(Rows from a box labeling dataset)
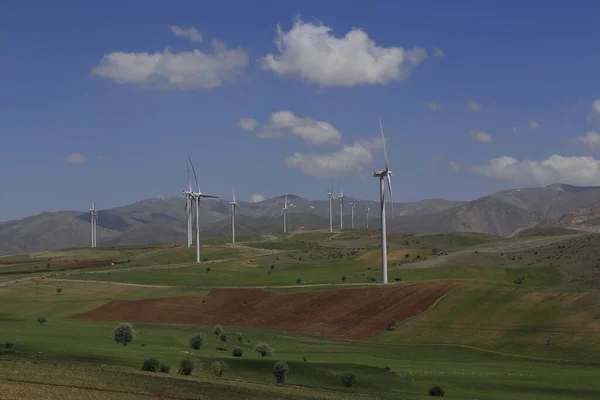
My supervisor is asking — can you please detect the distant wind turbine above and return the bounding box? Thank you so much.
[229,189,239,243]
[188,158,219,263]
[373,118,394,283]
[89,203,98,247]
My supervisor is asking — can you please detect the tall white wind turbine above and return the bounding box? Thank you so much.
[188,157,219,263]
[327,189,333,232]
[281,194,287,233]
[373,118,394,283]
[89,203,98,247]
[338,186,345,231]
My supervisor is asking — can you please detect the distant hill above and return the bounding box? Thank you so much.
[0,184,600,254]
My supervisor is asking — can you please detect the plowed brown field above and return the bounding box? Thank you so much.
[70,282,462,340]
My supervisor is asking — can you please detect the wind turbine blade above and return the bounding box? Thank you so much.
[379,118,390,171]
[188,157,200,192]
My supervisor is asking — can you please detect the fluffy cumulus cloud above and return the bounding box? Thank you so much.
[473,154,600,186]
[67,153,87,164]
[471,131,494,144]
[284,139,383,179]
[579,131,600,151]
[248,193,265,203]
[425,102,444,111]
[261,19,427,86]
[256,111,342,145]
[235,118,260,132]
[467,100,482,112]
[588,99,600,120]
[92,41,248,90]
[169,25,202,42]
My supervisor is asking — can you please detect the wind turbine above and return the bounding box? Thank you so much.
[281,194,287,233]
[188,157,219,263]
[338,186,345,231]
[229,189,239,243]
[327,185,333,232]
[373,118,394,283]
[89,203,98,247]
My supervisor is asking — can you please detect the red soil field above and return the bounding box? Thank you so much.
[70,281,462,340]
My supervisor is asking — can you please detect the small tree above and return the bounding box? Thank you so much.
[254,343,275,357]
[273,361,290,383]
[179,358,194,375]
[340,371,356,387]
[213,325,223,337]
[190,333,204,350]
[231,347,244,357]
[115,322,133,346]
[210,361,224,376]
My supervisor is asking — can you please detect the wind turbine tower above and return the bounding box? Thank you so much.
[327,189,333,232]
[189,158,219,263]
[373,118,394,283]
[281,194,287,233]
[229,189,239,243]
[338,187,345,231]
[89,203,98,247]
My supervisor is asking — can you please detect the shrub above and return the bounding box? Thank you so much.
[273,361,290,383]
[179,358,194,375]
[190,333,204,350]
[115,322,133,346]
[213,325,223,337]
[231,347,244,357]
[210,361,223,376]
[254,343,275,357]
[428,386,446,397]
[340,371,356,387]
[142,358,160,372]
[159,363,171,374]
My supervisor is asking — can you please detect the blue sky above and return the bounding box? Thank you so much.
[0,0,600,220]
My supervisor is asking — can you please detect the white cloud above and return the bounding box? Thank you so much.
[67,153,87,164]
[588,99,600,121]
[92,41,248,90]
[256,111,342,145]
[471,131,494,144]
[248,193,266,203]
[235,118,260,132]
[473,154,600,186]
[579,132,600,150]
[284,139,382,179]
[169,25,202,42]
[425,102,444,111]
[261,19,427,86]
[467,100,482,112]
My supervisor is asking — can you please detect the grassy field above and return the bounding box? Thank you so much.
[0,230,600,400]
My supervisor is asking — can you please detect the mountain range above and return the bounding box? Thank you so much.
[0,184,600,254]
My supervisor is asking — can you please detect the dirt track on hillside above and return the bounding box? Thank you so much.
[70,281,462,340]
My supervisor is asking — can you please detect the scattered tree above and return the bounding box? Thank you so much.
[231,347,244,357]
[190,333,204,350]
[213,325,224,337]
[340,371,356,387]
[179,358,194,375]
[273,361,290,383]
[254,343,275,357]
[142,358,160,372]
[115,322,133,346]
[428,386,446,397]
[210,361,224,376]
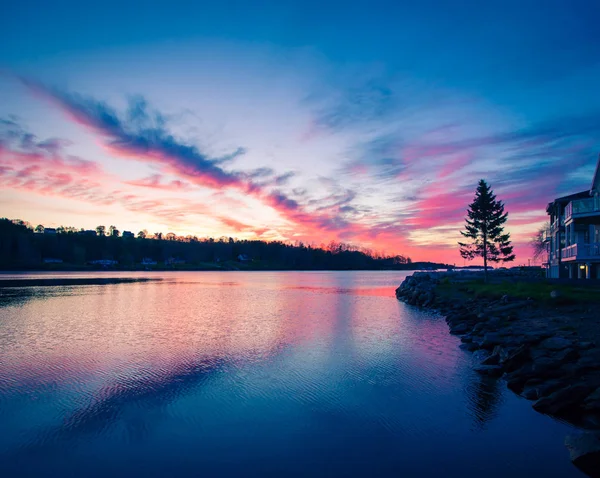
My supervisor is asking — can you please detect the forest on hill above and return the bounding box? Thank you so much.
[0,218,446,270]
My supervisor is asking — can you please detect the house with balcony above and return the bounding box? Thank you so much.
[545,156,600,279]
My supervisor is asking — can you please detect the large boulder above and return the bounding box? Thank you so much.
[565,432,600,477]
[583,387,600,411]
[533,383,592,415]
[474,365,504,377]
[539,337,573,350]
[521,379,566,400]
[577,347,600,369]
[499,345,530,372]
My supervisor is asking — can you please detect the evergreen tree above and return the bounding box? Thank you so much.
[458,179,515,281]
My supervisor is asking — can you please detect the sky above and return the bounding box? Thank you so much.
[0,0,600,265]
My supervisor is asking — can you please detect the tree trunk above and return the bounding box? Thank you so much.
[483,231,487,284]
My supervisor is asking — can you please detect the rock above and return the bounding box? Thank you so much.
==
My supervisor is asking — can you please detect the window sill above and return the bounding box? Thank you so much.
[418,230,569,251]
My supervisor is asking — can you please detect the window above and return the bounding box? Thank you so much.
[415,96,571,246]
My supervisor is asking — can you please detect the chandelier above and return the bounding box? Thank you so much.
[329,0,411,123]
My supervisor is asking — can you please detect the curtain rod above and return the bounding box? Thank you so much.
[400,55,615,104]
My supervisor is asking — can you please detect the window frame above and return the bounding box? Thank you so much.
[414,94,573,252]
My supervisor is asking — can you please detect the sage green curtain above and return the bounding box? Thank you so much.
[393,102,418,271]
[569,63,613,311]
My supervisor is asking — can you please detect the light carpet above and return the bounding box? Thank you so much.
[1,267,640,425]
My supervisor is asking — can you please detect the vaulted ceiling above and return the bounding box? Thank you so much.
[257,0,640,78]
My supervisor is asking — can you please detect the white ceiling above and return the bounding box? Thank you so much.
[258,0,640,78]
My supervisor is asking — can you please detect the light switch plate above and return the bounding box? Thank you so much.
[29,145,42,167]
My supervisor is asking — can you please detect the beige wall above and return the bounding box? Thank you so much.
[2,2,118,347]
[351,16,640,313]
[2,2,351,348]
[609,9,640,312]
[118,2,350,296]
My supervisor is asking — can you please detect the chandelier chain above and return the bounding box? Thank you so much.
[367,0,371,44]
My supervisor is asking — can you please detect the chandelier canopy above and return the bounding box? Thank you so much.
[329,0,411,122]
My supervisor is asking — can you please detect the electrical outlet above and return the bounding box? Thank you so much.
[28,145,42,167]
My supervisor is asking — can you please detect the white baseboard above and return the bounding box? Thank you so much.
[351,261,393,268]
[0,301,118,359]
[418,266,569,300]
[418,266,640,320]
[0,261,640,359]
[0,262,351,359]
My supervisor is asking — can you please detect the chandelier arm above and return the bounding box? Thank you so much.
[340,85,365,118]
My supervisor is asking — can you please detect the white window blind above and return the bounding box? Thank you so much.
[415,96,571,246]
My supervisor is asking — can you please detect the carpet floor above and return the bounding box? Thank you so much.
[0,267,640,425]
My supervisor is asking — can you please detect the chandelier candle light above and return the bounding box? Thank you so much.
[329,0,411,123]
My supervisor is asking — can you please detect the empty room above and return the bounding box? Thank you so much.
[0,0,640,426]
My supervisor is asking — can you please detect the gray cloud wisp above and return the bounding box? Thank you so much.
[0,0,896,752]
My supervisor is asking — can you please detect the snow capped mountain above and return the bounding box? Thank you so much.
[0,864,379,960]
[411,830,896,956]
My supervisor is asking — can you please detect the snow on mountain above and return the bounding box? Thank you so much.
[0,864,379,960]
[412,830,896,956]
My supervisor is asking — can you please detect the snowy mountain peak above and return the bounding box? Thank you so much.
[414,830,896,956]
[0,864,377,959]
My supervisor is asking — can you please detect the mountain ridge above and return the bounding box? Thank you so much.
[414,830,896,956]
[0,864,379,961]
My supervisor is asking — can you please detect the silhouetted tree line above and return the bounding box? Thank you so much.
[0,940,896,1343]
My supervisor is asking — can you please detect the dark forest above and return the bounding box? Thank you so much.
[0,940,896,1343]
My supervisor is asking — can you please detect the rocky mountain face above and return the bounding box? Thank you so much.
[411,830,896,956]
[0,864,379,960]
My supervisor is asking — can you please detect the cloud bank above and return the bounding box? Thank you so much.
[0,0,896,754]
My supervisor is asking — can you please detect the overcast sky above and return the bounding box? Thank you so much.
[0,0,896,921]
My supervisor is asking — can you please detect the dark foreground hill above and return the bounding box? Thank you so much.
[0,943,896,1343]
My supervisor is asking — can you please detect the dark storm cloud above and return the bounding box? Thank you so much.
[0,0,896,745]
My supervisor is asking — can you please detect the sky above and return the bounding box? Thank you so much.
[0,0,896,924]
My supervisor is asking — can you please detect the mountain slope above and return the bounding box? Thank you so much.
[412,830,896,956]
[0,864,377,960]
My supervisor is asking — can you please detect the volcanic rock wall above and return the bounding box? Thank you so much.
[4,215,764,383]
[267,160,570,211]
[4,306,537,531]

Task to carry out
Repeat the lines of the listing above from the one containing "My supervisor is asking — can you please detect the cloud" through the one containing "[4,306,537,531]", inclusive.

Answer
My supervisor is asking — can you please detect the cloud bank above and return the bounding box? Thank you so much.
[0,0,896,754]
My supervisor is asking — can you please detect the overcast sky above and return the bounding box? Thank you so much.
[0,0,896,921]
My supervisor is asking — can you please detect the dark foreground hill above and return the bounding box? Thank you so much.
[0,943,896,1343]
My supervisor is asking — can you please detect the dark storm cloud above and return the bounding box? Thank you so much.
[0,0,896,745]
My supervisor is asking — can you please detect the sky above and return the bounding box? Thank you so much.
[0,0,896,924]
My supervisor is asking — can you please detect the mountain slope above and return the bounding box? Thank you so much.
[412,830,896,956]
[0,864,377,960]
My supervisor is asking — can you please detect the volcanic rock wall above and return the bounding box? Thank you so much.
[4,215,764,383]
[267,160,570,211]
[4,306,537,531]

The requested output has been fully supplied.